BEGIN Data
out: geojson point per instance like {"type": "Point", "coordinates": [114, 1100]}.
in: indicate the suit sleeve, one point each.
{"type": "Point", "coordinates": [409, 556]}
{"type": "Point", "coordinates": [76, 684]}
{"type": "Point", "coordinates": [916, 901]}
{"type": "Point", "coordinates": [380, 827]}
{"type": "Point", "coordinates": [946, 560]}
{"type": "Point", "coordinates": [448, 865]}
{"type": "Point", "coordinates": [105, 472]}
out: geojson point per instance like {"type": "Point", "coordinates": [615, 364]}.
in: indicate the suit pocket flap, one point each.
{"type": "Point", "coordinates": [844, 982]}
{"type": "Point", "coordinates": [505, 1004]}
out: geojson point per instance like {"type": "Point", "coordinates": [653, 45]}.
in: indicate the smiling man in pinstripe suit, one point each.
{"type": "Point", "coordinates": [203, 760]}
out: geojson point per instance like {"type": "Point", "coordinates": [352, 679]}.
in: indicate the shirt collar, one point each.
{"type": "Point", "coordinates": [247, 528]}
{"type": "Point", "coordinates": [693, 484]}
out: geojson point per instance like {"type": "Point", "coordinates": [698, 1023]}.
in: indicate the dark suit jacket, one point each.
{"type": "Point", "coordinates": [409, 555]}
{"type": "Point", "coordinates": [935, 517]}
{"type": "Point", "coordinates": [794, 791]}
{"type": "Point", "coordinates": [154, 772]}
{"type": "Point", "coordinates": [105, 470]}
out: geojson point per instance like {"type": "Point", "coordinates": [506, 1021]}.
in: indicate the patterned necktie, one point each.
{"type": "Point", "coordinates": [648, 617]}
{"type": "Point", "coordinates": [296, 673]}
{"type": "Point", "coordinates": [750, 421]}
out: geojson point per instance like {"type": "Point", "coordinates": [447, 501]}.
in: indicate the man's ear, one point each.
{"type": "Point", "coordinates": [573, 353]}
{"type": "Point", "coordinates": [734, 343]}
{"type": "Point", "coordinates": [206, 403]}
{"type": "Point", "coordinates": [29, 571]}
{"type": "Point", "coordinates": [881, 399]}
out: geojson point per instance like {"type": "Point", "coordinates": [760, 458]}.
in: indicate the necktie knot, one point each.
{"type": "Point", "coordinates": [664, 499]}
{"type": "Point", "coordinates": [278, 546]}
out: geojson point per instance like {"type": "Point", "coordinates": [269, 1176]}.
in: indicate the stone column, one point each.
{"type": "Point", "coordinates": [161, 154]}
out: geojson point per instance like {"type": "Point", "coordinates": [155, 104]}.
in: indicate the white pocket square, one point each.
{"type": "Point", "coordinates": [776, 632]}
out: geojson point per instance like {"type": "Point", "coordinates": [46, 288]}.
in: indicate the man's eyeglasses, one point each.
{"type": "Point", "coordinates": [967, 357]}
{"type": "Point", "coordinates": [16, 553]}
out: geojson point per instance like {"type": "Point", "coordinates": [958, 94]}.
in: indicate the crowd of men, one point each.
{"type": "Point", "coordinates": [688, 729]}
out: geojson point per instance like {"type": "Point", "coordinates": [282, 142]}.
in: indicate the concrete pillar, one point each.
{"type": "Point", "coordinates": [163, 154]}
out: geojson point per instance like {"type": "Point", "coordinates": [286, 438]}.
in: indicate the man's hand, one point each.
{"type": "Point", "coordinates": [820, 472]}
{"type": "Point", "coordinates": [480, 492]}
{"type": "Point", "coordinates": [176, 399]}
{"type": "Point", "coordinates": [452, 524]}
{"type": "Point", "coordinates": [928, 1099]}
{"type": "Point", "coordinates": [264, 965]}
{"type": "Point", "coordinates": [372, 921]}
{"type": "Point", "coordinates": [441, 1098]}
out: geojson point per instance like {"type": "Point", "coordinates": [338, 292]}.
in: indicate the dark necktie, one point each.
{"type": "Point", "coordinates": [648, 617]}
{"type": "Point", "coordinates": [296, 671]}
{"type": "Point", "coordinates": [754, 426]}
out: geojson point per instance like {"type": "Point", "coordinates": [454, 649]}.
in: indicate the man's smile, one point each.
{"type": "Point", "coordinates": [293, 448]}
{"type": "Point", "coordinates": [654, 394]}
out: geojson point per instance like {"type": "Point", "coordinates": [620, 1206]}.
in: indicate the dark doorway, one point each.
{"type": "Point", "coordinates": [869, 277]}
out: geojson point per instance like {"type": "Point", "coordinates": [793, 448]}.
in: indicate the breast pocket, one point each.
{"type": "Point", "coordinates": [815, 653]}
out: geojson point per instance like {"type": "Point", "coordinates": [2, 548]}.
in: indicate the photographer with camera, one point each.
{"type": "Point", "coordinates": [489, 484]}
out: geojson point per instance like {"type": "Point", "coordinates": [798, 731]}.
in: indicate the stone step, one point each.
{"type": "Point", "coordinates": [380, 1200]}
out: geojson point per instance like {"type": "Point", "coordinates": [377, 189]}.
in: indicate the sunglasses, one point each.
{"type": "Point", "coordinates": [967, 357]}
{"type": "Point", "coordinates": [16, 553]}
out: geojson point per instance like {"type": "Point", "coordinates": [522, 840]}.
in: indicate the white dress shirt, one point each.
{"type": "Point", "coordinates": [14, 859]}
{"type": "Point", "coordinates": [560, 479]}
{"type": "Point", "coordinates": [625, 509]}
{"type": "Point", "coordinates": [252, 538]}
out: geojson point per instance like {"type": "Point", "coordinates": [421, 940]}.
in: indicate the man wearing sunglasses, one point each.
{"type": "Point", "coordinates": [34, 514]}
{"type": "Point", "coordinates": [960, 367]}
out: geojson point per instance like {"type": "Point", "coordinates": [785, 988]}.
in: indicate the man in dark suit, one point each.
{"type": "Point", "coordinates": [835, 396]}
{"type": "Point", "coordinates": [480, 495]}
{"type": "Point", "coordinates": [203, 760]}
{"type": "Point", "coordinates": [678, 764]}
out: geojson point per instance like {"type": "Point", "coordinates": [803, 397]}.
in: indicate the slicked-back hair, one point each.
END Data
### [What you should do]
The records above should be restated word for word, please.

### [Task answer]
out: geojson point per instance like {"type": "Point", "coordinates": [114, 1100]}.
in: indicate the suit sleeve, one point each.
{"type": "Point", "coordinates": [409, 556]}
{"type": "Point", "coordinates": [76, 684]}
{"type": "Point", "coordinates": [916, 901]}
{"type": "Point", "coordinates": [380, 827]}
{"type": "Point", "coordinates": [946, 560]}
{"type": "Point", "coordinates": [448, 865]}
{"type": "Point", "coordinates": [105, 472]}
out: geojson point per instance like {"type": "Point", "coordinates": [615, 364]}.
in: indicate the suit pocket flap, one point each.
{"type": "Point", "coordinates": [844, 982]}
{"type": "Point", "coordinates": [505, 1004]}
out: geojson point per instance like {"type": "Point", "coordinates": [653, 45]}.
in: indicate the smiling man in pinstripe suit, one point each.
{"type": "Point", "coordinates": [203, 760]}
out: geojson point per instance like {"type": "Point", "coordinates": [352, 679]}.
in: indicate the shirt collar, one point each.
{"type": "Point", "coordinates": [247, 528]}
{"type": "Point", "coordinates": [693, 484]}
out: geojson point per instance like {"type": "Point", "coordinates": [698, 1023]}.
in: indicate the dark suit jacket, one point each.
{"type": "Point", "coordinates": [409, 555]}
{"type": "Point", "coordinates": [935, 517]}
{"type": "Point", "coordinates": [794, 791]}
{"type": "Point", "coordinates": [154, 772]}
{"type": "Point", "coordinates": [105, 470]}
out: geojson point per instance like {"type": "Point", "coordinates": [506, 1021]}.
in: indicate the patterned necktie, one point each.
{"type": "Point", "coordinates": [648, 617]}
{"type": "Point", "coordinates": [296, 673]}
{"type": "Point", "coordinates": [750, 421]}
out: geojson point per instance like {"type": "Point", "coordinates": [447, 501]}.
in: indicate the man's ear, one point each.
{"type": "Point", "coordinates": [573, 353]}
{"type": "Point", "coordinates": [734, 343]}
{"type": "Point", "coordinates": [206, 403]}
{"type": "Point", "coordinates": [29, 571]}
{"type": "Point", "coordinates": [881, 399]}
out: geojson point per instance like {"type": "Point", "coordinates": [760, 458]}.
in: indicate the necktie knot, one point each.
{"type": "Point", "coordinates": [664, 499]}
{"type": "Point", "coordinates": [278, 546]}
out: geojson point per instance like {"type": "Point", "coordinates": [269, 1176]}.
in: indicate the stone column, one point each.
{"type": "Point", "coordinates": [161, 154]}
out: geojson point per instance like {"type": "Point", "coordinates": [155, 104]}.
in: indicate the white pocket square, one point each.
{"type": "Point", "coordinates": [776, 632]}
out: geojson point per instance like {"type": "Point", "coordinates": [46, 288]}.
in: indicate the man's eyeglasses, one point each.
{"type": "Point", "coordinates": [967, 357]}
{"type": "Point", "coordinates": [16, 553]}
out: geojson point per instance like {"type": "Point", "coordinates": [958, 94]}.
in: indicate the crowd of men, one point each.
{"type": "Point", "coordinates": [688, 729]}
out: geojson point per instance like {"type": "Point", "coordinates": [282, 142]}.
in: indicate the concrete pillar, one point each.
{"type": "Point", "coordinates": [163, 154]}
out: geojson point per instance like {"type": "Point", "coordinates": [286, 438]}.
in: indicate the man's hand, one point each.
{"type": "Point", "coordinates": [820, 472]}
{"type": "Point", "coordinates": [480, 492]}
{"type": "Point", "coordinates": [176, 399]}
{"type": "Point", "coordinates": [452, 524]}
{"type": "Point", "coordinates": [928, 1099]}
{"type": "Point", "coordinates": [264, 965]}
{"type": "Point", "coordinates": [372, 921]}
{"type": "Point", "coordinates": [441, 1098]}
out: geojson point per instance like {"type": "Point", "coordinates": [338, 292]}.
in: indicate the dark necktie, one point each.
{"type": "Point", "coordinates": [648, 617]}
{"type": "Point", "coordinates": [296, 671]}
{"type": "Point", "coordinates": [754, 426]}
out: geojson point per instance like {"type": "Point", "coordinates": [454, 649]}.
in: indicate the man's smile, one point each.
{"type": "Point", "coordinates": [293, 448]}
{"type": "Point", "coordinates": [654, 394]}
out: geojson point per instance like {"type": "Point", "coordinates": [620, 1206]}.
in: indicate the dark doorway, one point each.
{"type": "Point", "coordinates": [869, 277]}
out: geojson point per instance like {"type": "Point", "coordinates": [793, 448]}.
in: indicate the breast pocket, one point each.
{"type": "Point", "coordinates": [815, 653]}
out: geojson point per instance like {"type": "Point", "coordinates": [2, 548]}.
in: indicate the photographer with camera, one point each.
{"type": "Point", "coordinates": [489, 484]}
out: geojson point per instance like {"type": "Point", "coordinates": [798, 731]}.
in: indicate the stone step, one point each.
{"type": "Point", "coordinates": [380, 1200]}
out: geojson point per instance like {"type": "Point", "coordinates": [377, 189]}.
in: indicate the sunglasses, one point each.
{"type": "Point", "coordinates": [967, 357]}
{"type": "Point", "coordinates": [16, 553]}
out: geojson point per instance like {"type": "Point", "coordinates": [522, 840]}.
in: indicate the white dress shirt, one point each.
{"type": "Point", "coordinates": [14, 859]}
{"type": "Point", "coordinates": [560, 479]}
{"type": "Point", "coordinates": [625, 509]}
{"type": "Point", "coordinates": [252, 538]}
out: geojson point per instance like {"type": "Point", "coordinates": [421, 940]}.
in: indicate the man wearing sunglasses, one point each.
{"type": "Point", "coordinates": [34, 514]}
{"type": "Point", "coordinates": [960, 367]}
out: geojson point per instance like {"type": "Point", "coordinates": [785, 988]}.
in: indicate the man in dark suit, one point each.
{"type": "Point", "coordinates": [835, 396]}
{"type": "Point", "coordinates": [480, 495]}
{"type": "Point", "coordinates": [203, 760]}
{"type": "Point", "coordinates": [678, 764]}
out: geojson point per instance like {"type": "Point", "coordinates": [803, 397]}.
in: indicate the slicked-back hair, one point each.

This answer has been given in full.